GOALS
(a) Name the villages that, according to the passage on Luboń, were merged to create the town.
(b) In the passage on Luboń, in what year was the College of Agriculture established in Żabikowo?
(c) Pick up the passage on Luboń right after its final sentence and carry its history forward.

DOCUMENT TEXT
════════════════

Luboń  () is a town in Poland, situated on the Warta River, in the Poznań metropolitan area, in the Poznań County in the Greater Poland Voivodeship. It has 29,301 inhabitants (2010). The town was created in 1954 by the merger of 3 long established villages; (Old) Luboń, Żabikowo and Lasek.

History
The oldest known mention of Luboń dates back to 1316, while Żabikowo was mentioned in 1283, and Lasek was founded in 1756. All three villages were part of the Greater Poland Province of the Polish Crown until the 1793 Second Partition of Poland, when they were annexed by Prussia. Regained by the Poles in 1807, Luboń was included in the short-lived Duchy of Warsaw, and in 1815 it was re-annexed by Prussia.

Since 1856 a railway line connecting Poznań with Wrocław ran through present-day Luboń. In 1870, a College of Agriculture (Wyższa Szkoła Rolnicza) was established in Żabikowo, as a Polish college, and was forced to close in 1876 as a result of Anti-Polish policies of the German authorities. From 1871 part of Germany, the Germans located new factories in Luboń and initiated German colonization after 1905 in order to change its ethnic composition. After World War I Poland regained independence in 1918 and Luboń was reintegrated with Poland.

════════════════

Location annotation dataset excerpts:

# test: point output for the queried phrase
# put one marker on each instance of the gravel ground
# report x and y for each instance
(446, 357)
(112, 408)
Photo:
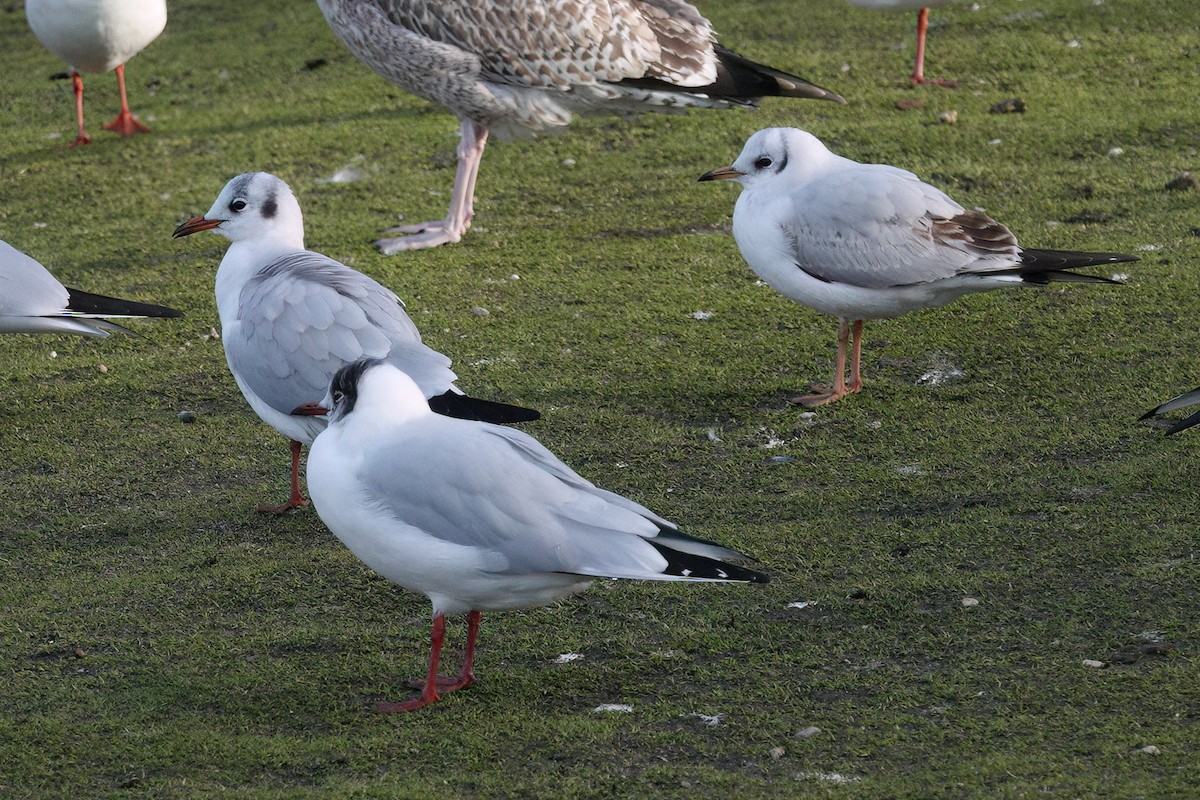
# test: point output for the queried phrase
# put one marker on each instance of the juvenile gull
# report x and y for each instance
(291, 318)
(922, 8)
(527, 66)
(33, 301)
(475, 516)
(97, 36)
(871, 241)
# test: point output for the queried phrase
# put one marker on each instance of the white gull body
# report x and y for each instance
(870, 241)
(97, 36)
(528, 66)
(292, 317)
(475, 516)
(33, 301)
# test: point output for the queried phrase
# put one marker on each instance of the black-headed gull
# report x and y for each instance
(871, 241)
(475, 516)
(527, 66)
(291, 318)
(97, 36)
(922, 8)
(33, 301)
(1187, 400)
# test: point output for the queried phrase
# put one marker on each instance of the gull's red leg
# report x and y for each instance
(125, 122)
(297, 500)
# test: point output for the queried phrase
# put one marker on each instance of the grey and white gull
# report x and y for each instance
(97, 36)
(33, 301)
(478, 517)
(523, 67)
(871, 241)
(291, 318)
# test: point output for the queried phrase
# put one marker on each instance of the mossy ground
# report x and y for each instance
(160, 639)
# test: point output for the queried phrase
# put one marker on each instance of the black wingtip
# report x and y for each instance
(689, 565)
(463, 407)
(87, 302)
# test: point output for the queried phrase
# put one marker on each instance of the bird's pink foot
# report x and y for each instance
(294, 503)
(420, 235)
(126, 125)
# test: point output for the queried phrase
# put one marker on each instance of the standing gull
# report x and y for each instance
(291, 318)
(33, 301)
(527, 66)
(478, 517)
(1187, 400)
(870, 241)
(97, 36)
(922, 8)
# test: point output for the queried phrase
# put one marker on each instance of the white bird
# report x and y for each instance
(97, 36)
(1186, 400)
(33, 301)
(922, 8)
(523, 67)
(870, 241)
(475, 516)
(291, 318)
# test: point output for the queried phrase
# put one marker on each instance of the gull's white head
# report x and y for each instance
(377, 390)
(253, 206)
(772, 155)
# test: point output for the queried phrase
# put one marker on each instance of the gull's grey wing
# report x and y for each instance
(305, 316)
(879, 227)
(501, 492)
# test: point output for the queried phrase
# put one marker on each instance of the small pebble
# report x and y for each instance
(1183, 182)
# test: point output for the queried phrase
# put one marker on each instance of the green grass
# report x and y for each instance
(159, 639)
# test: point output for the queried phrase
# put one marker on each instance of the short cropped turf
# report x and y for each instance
(984, 567)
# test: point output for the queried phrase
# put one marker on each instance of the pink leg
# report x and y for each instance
(823, 395)
(125, 122)
(297, 500)
(918, 71)
(856, 356)
(457, 221)
(82, 138)
(433, 684)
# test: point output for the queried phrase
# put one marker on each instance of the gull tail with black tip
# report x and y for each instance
(1055, 265)
(463, 407)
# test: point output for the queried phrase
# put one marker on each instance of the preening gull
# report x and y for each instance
(527, 66)
(475, 516)
(97, 36)
(33, 301)
(291, 318)
(871, 241)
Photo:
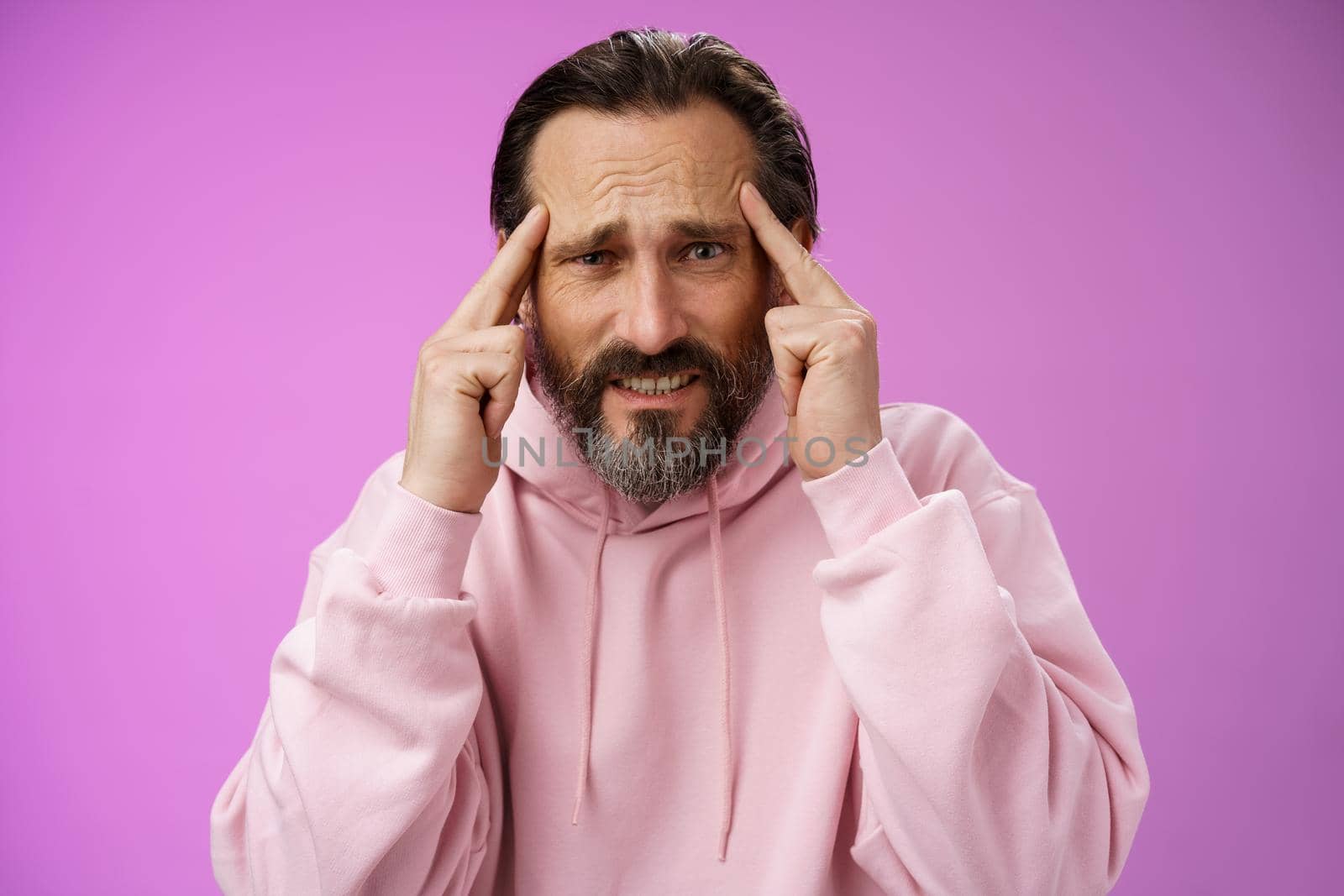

════════════════

FINAL RESULTS
(a) (Old) Luboń, Żabikowo, Lasek

(b) 1870

(c)
During World War II Luboń was occupied by Germany from 1939 to 1945. The Germans established a forced labour camp for Jews in Żabikowo (called Poggenburg by the Nazis) in the north-west of Luboń. In 1943–1945 Żabikowo was also the site of a Nazi prison camp, which replaced the Fort VII camp in western Poznań, and in which over 20,000 people were imprisoned. The prisoners were mainly members of the Polish resistance movement, but also Luxembourgers, Dutch, Hungarians, Slovaks, Americans, Soviet prisoners of war and deserters from the Wehrmacht. Prisoners were subjected to inhuman living conditions, torture and executions. There is now a museum and a monument entitled Nigdy wojny ("Never War") by Józef Gosławski, as well other monuments to various people imprisoned and murdered in the camp. After the end of German occupation, the area was restored to Poland, although with a Soviet-installed communist regime, which stayed in power until the Fall of Communism in the 1980s.

Luboń was granted town rights in 1954 with Żabikowo and Lasek included within its town limits. From 1975 to 1998, it was administratively located in the Poznań Voivodeship. In August 1980, employees of local factories joined the nationwide anti-communist strikes, which led to the foundation of the Solidarity organization, which played a central role in the end of communist rule in Poland.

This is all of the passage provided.